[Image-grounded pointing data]
>>>>

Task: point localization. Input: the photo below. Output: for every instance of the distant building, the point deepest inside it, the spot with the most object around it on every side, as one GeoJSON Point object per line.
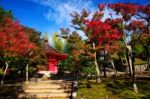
{"type": "Point", "coordinates": [53, 56]}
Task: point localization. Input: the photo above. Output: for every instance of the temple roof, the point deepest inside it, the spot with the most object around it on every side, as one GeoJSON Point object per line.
{"type": "Point", "coordinates": [51, 51]}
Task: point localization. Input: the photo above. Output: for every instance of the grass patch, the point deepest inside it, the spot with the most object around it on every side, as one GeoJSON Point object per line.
{"type": "Point", "coordinates": [113, 89]}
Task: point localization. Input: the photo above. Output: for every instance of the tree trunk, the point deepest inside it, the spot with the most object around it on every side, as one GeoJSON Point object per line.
{"type": "Point", "coordinates": [148, 57]}
{"type": "Point", "coordinates": [98, 80]}
{"type": "Point", "coordinates": [135, 88]}
{"type": "Point", "coordinates": [131, 63]}
{"type": "Point", "coordinates": [2, 81]}
{"type": "Point", "coordinates": [112, 63]}
{"type": "Point", "coordinates": [27, 73]}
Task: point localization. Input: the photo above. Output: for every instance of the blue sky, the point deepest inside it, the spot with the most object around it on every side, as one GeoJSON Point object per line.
{"type": "Point", "coordinates": [51, 15]}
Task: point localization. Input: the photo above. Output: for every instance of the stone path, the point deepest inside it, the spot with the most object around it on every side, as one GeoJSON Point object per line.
{"type": "Point", "coordinates": [51, 89]}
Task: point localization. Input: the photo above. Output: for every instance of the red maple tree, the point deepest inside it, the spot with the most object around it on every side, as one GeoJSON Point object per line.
{"type": "Point", "coordinates": [14, 41]}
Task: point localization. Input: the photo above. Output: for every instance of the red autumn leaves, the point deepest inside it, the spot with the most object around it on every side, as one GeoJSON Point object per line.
{"type": "Point", "coordinates": [14, 40]}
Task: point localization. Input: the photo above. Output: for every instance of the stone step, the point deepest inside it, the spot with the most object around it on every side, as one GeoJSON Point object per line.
{"type": "Point", "coordinates": [44, 87]}
{"type": "Point", "coordinates": [44, 96]}
{"type": "Point", "coordinates": [44, 91]}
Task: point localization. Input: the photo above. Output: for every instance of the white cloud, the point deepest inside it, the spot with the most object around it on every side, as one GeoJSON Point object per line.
{"type": "Point", "coordinates": [59, 10]}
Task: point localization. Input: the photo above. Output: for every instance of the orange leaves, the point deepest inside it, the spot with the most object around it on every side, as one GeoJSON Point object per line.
{"type": "Point", "coordinates": [136, 24]}
{"type": "Point", "coordinates": [14, 39]}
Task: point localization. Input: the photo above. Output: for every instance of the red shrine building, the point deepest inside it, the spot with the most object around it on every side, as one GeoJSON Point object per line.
{"type": "Point", "coordinates": [53, 57]}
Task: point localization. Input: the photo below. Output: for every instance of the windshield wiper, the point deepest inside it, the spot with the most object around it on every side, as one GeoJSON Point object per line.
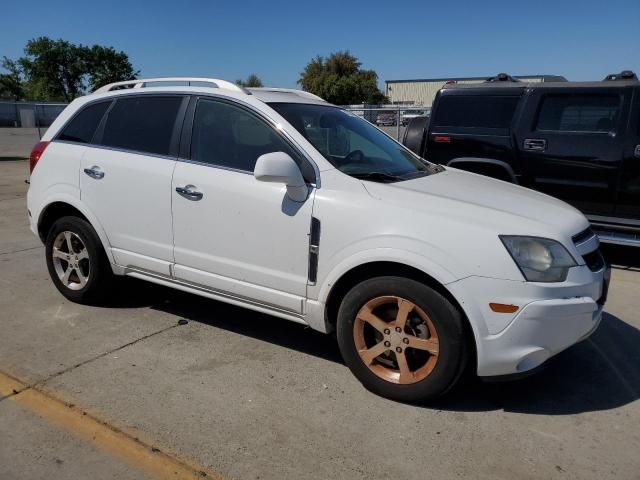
{"type": "Point", "coordinates": [378, 176]}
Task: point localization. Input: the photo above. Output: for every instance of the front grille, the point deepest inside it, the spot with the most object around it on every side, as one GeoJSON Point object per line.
{"type": "Point", "coordinates": [594, 260]}
{"type": "Point", "coordinates": [583, 236]}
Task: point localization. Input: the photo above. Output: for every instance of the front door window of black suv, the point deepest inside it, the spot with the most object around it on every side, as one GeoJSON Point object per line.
{"type": "Point", "coordinates": [579, 113]}
{"type": "Point", "coordinates": [352, 144]}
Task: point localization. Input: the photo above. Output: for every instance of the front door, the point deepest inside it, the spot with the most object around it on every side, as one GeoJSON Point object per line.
{"type": "Point", "coordinates": [571, 145]}
{"type": "Point", "coordinates": [242, 238]}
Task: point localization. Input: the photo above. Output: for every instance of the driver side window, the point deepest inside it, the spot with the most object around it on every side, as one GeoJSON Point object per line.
{"type": "Point", "coordinates": [229, 136]}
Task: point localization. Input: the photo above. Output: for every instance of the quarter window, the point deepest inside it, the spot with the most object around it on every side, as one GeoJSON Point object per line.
{"type": "Point", "coordinates": [579, 113]}
{"type": "Point", "coordinates": [142, 124]}
{"type": "Point", "coordinates": [475, 111]}
{"type": "Point", "coordinates": [230, 136]}
{"type": "Point", "coordinates": [83, 126]}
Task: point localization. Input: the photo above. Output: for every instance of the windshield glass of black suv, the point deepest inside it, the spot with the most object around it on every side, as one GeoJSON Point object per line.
{"type": "Point", "coordinates": [352, 144]}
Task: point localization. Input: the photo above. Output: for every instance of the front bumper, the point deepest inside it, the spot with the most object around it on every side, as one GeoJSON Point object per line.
{"type": "Point", "coordinates": [551, 318]}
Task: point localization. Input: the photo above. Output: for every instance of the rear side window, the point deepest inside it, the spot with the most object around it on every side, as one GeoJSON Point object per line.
{"type": "Point", "coordinates": [475, 111]}
{"type": "Point", "coordinates": [142, 124]}
{"type": "Point", "coordinates": [230, 136]}
{"type": "Point", "coordinates": [579, 113]}
{"type": "Point", "coordinates": [83, 126]}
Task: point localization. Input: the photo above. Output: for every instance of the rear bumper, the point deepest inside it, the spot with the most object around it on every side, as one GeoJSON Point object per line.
{"type": "Point", "coordinates": [542, 329]}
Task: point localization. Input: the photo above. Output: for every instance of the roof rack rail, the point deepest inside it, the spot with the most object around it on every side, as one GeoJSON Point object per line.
{"type": "Point", "coordinates": [302, 93]}
{"type": "Point", "coordinates": [502, 77]}
{"type": "Point", "coordinates": [143, 82]}
{"type": "Point", "coordinates": [623, 75]}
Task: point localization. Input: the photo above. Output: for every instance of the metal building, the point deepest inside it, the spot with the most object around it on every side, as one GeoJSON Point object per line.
{"type": "Point", "coordinates": [423, 91]}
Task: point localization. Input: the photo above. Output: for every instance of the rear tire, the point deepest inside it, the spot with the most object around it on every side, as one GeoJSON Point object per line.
{"type": "Point", "coordinates": [402, 339]}
{"type": "Point", "coordinates": [77, 263]}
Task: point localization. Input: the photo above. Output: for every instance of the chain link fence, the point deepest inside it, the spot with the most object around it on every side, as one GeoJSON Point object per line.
{"type": "Point", "coordinates": [392, 119]}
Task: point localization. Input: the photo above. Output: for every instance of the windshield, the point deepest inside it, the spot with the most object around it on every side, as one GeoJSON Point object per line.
{"type": "Point", "coordinates": [353, 145]}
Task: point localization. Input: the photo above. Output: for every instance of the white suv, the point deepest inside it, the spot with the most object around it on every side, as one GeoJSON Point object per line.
{"type": "Point", "coordinates": [277, 201]}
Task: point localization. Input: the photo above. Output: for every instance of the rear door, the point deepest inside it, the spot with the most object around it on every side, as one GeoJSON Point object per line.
{"type": "Point", "coordinates": [242, 238]}
{"type": "Point", "coordinates": [570, 143]}
{"type": "Point", "coordinates": [628, 205]}
{"type": "Point", "coordinates": [125, 178]}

<<<<

▶ ACTION ITEM
Keep the pictures out of the copy and write out the data exactly as it stands.

▶ OUTPUT FOR THIS TASK
Task: point localization. Input: the photo below. Output: for every instance of the distant building, the point deepest inside it, the spot with the most object around it on every side, as one GeoJSON Point object per line.
{"type": "Point", "coordinates": [53, 56]}
Task: point localization. Input: the photo above. Output: for every instance of the temple roof, the point deepest inside it, the spot with the most object around it on every side, as one GeoJSON Point object per line.
{"type": "Point", "coordinates": [51, 51]}
Task: point localization. Input: the photo above. Output: for every instance of the grass patch, the point deepest inside it, the spot with the most object around it on every side, as one GeoJSON Point object per line.
{"type": "Point", "coordinates": [113, 89]}
Task: point localization. Input: the photo above. Output: for every instance of the tree trunk, the point deepest inside it, the spot with the most object around it on every side, as one GeoJSON Point object per line.
{"type": "Point", "coordinates": [148, 57]}
{"type": "Point", "coordinates": [98, 80]}
{"type": "Point", "coordinates": [135, 88]}
{"type": "Point", "coordinates": [131, 63]}
{"type": "Point", "coordinates": [2, 81]}
{"type": "Point", "coordinates": [112, 63]}
{"type": "Point", "coordinates": [27, 73]}
Task: point localization. Input: the photo above. Output: for every instance of the blue sky, the point deepest inside it, the spot with the most object around it on every side, as one GeoJSON Point object per line.
{"type": "Point", "coordinates": [51, 15]}
Task: point localization. Input: the photo above. Output: for every instance of the stone path, the point deepest inside it, the spot with the most object around it on every side, as one GeoJSON Point object per line.
{"type": "Point", "coordinates": [51, 89]}
Task: point localization. Input: the photo above. Output: for every instance of the red maple tree, the point deepest inside it, the spot with the most object around it on every side, as one GeoJSON Point object per line.
{"type": "Point", "coordinates": [14, 41]}
Task: point localization. Input: the photo above. Output: for every instance of the red autumn leaves, the point deepest inside it, the spot with the most object around it on every side, as one GeoJSON Point object per line.
{"type": "Point", "coordinates": [14, 40]}
Task: point localization. Input: the photo above. Output: for every instance of the stone step, the point deepest inside it, the spot with the most object around it on every side, as one GeoJSON Point object per line.
{"type": "Point", "coordinates": [44, 87]}
{"type": "Point", "coordinates": [44, 96]}
{"type": "Point", "coordinates": [44, 91]}
Task: point localization. Input: the photo above. Output: for every instance of the white cloud, the point deepest inside it, the spot with the most object around it on every side, as one GeoJSON Point object per line.
{"type": "Point", "coordinates": [59, 10]}
Task: point localization. Input: the photo above. Output: for every instance of the orange leaves, the point deepest inside it, the spot with the most object around it on every side, as one GeoJSON Point object per line.
{"type": "Point", "coordinates": [136, 24]}
{"type": "Point", "coordinates": [14, 39]}
Task: point localization. Input: the photo above. Output: for every instance of the red shrine building, the point deepest inside it, the spot with the most object around it on every side, as one GeoJSON Point object per line.
{"type": "Point", "coordinates": [53, 57]}
Task: point localization. Input: the photo below. Output: for every instance of the windshield wiper, the point deepest inside it, the spot with the most object around it on every side, as one GeoJSON Point object per line.
{"type": "Point", "coordinates": [378, 176]}
Task: point localization. Input: the photo above. Output: for every instance of the front grille, the point deepest inside it, the spot with the most object around it on every side, as one GeoJSON Point object per line.
{"type": "Point", "coordinates": [594, 260]}
{"type": "Point", "coordinates": [583, 236]}
Task: point localization. Input: the photo above. Output: for every instance of the front door window of black suv, the point deepest inside it, the spot with the most object around it on every side, as one GeoJSON Point object per line.
{"type": "Point", "coordinates": [579, 113]}
{"type": "Point", "coordinates": [352, 144]}
Task: point localization. Input: the photo above. Output: for every instance of the front door, the point deepest inside it, the spot with the most object around it on every side, as one GeoJSON Point object per line.
{"type": "Point", "coordinates": [571, 145]}
{"type": "Point", "coordinates": [242, 238]}
Task: point localization. Input: the photo above. Output: for every instance of the driver side window, the point deepest inside it, the spot with the most object around it on every side, as one GeoJSON Point object per line.
{"type": "Point", "coordinates": [229, 136]}
Task: point localization. Input: the photo above. Output: for every instance of the quarter window, the point deepest inside it, the spot with the most object around it on every side, as one GeoJSON Point object per line.
{"type": "Point", "coordinates": [579, 113]}
{"type": "Point", "coordinates": [142, 124]}
{"type": "Point", "coordinates": [475, 111]}
{"type": "Point", "coordinates": [230, 136]}
{"type": "Point", "coordinates": [83, 126]}
Task: point localization. Input: the photo above. Output: for every instance of the windshield glass of black suv, the point deepest inside it, the spot with the most object around it on every side, as one GeoJSON Point object per line.
{"type": "Point", "coordinates": [352, 144]}
Task: point localization. Input: the photo above. Output: for every instance of the front bumper, the point deepest inside it, the spot with the most object around it on every side, as one GeoJSON Point object per line.
{"type": "Point", "coordinates": [551, 318]}
Task: point localization. Input: the photo above. Output: for every instance of the rear side window, the point deepest inside it, the spot with the most object around it on every side, as one GeoJSON Point object per line.
{"type": "Point", "coordinates": [475, 111]}
{"type": "Point", "coordinates": [142, 124]}
{"type": "Point", "coordinates": [230, 136]}
{"type": "Point", "coordinates": [579, 113]}
{"type": "Point", "coordinates": [83, 126]}
Task: point localization. Input: the photo above. Output: for every instance of the rear bumper, the point deepest inside it, the spot with the most object around it on every side, as one GeoJSON Point object per line.
{"type": "Point", "coordinates": [542, 329]}
Task: point localization. Input: the photo above. Output: for every instance of the roof rack rail, the point deepest inside it, the spot with the most object around it on every side, as one GeoJSON Point object per line.
{"type": "Point", "coordinates": [302, 93]}
{"type": "Point", "coordinates": [502, 77]}
{"type": "Point", "coordinates": [143, 82]}
{"type": "Point", "coordinates": [623, 75]}
Task: point localization. Input: the photo above. Output: for every instance of the metal building, the point deepest inside it, the spot with the most object around it on every side, as one GeoJSON Point object per line.
{"type": "Point", "coordinates": [423, 91]}
Task: point localization. Input: the photo above. Output: for every instance of the rear tire, the point deepest inside it, the spot with the most object around it on every side, as one GeoJSON Point object per line.
{"type": "Point", "coordinates": [402, 339]}
{"type": "Point", "coordinates": [77, 263]}
Task: point localization. Input: the photo above. Output: for every instance of the chain link fence, the point deepest inside it, the spot with the most object around it on every side, as one GeoJSON Point object per line.
{"type": "Point", "coordinates": [392, 119]}
Task: point localization. Input: the photo above. Output: for every instance of the windshield, the point deepest inside it, the spot with the most object around it on every side, as one GeoJSON Point object per line.
{"type": "Point", "coordinates": [353, 145]}
Task: point localization. Input: the photo above. Output: for every instance of the white suv, the point deepest inside it, the spot with the most object around it on every side, as one GeoJSON Point object per line.
{"type": "Point", "coordinates": [277, 201]}
Task: point localization. Input: the photo above. Output: for every instance of the rear door, the point deepest inside it, the spot with the most object around it on every side, as one GeoJSON Point object per line.
{"type": "Point", "coordinates": [242, 238]}
{"type": "Point", "coordinates": [570, 143]}
{"type": "Point", "coordinates": [628, 205]}
{"type": "Point", "coordinates": [125, 178]}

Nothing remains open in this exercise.